───── PASSAGE EXTRAIT ─────
Le secteur foncier : vente illicite du domaine privé de l’Etat
Le secteur foncier voit prospérer les pratiques de tricherie comme la vente illicite des terrains du domaine privé de l’Etat, le non-respect de la réglementation en matière de visa, la prénotation judiciaire, l’opposition et l’hypothèque, les irrégularités constatées dans la tenue des livres fonciers et autres registres importants, la perception des frais illicites dans les procédures d’immatriculation foncière, l’immatriculation des terrains sans aucune mise en valeur, l’occupation irrégulière et la sous-locations des logements administratifs.
───── ENREGISTREMENTS PRÉSENTÉS ─────
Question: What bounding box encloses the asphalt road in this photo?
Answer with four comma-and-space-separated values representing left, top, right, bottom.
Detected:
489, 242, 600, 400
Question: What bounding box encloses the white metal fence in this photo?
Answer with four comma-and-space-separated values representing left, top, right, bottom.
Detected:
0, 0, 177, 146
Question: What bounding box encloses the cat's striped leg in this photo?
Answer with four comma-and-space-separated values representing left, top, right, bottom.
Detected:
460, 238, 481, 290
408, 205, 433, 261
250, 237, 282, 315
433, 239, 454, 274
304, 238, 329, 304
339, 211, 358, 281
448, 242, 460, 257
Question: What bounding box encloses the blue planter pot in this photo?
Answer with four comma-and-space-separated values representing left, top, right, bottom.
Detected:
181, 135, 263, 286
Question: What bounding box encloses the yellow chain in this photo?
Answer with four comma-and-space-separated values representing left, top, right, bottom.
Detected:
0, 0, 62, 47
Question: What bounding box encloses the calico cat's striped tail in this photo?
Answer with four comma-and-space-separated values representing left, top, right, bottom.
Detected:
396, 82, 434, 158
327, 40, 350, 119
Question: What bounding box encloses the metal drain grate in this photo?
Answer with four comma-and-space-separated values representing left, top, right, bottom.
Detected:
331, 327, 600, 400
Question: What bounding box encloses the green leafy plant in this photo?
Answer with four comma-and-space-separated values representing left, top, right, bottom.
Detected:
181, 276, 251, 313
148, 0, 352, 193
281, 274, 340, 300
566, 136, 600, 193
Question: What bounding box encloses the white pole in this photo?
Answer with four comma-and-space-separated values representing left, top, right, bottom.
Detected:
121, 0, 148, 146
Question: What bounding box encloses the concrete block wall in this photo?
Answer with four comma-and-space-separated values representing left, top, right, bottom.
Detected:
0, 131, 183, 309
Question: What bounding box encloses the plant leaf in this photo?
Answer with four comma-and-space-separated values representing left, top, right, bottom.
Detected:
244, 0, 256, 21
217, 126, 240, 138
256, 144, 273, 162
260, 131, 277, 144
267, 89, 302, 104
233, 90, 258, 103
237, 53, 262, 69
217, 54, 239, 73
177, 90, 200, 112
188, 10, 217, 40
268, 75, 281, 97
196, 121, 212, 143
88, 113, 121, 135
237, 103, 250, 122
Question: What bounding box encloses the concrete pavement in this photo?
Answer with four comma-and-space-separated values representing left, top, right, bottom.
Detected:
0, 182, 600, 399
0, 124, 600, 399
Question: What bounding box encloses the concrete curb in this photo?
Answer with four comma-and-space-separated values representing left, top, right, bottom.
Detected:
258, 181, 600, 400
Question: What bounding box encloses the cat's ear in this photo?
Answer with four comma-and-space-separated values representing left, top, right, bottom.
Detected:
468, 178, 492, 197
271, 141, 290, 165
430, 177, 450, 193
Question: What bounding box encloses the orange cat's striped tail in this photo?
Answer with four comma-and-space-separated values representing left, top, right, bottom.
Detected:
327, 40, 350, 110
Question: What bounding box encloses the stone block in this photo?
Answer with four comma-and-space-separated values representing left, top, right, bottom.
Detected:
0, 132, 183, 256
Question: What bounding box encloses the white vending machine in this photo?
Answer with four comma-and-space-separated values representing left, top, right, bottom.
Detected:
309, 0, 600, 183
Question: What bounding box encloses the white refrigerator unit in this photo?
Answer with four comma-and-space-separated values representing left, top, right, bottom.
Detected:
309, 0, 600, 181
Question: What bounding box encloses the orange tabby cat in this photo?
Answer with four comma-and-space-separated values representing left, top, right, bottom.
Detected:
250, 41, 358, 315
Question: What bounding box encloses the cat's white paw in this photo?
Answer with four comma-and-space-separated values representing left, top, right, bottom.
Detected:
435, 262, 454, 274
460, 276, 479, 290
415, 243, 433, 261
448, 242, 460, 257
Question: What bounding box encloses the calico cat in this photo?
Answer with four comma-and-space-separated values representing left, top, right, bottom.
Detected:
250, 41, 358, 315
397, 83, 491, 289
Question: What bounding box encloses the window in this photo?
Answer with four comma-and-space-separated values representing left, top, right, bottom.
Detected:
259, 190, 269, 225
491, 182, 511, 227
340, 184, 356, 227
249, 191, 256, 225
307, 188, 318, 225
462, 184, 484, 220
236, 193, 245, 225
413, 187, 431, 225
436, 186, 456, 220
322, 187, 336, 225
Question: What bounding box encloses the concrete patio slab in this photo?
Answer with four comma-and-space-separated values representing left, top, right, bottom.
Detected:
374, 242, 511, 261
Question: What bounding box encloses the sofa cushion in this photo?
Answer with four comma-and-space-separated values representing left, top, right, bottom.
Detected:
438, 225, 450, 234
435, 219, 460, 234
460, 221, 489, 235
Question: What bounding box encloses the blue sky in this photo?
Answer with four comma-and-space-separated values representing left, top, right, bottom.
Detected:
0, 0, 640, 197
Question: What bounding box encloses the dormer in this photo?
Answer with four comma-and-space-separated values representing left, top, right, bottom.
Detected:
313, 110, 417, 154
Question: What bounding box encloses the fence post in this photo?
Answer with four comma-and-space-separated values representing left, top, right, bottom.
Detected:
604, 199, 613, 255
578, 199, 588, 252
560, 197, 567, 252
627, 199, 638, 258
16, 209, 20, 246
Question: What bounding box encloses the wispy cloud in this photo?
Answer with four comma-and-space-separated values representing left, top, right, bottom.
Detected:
─────
■ TRAVAIL DEMANDÉ:
A – D'après le passage sur le secteur foncier, quels logements sont occupés irrégulièrement et sous-loués ?
B – Prolongez le passage sur le secteur foncier après sa dernière phrase.
Les enregistrements n'ont aucun lien avec le passage sur le secteur foncier.

■ RÉPONSES PAR NUMÉRO:
A – Les logements administratifs.

B –
Marchés publics : 199 requêtes déposées
Pour ce qui est des marchés publics, 199 requêtes ont été reçues à la Conac. Dans ce domaine, la tricherie s’est étendue aux lenteurs dans les procédures, à la rétention des dossiers, à la divulgation du secret du marché, à la subjectivité dans les procédures, à la soustraction frauduleuse des pièces du dossier d’appel d’offres, au recours systématique et volontaire à la procédure du gré à gré, à la facturation des prestations fictives, à l’apposition de visa sur des dossiers entachés d’irrégularités, la révision ou l’actualisation irrégulière des prix, l’orientation d’une évaluation, la réception des offres après le délai et le fractionnement des marchés.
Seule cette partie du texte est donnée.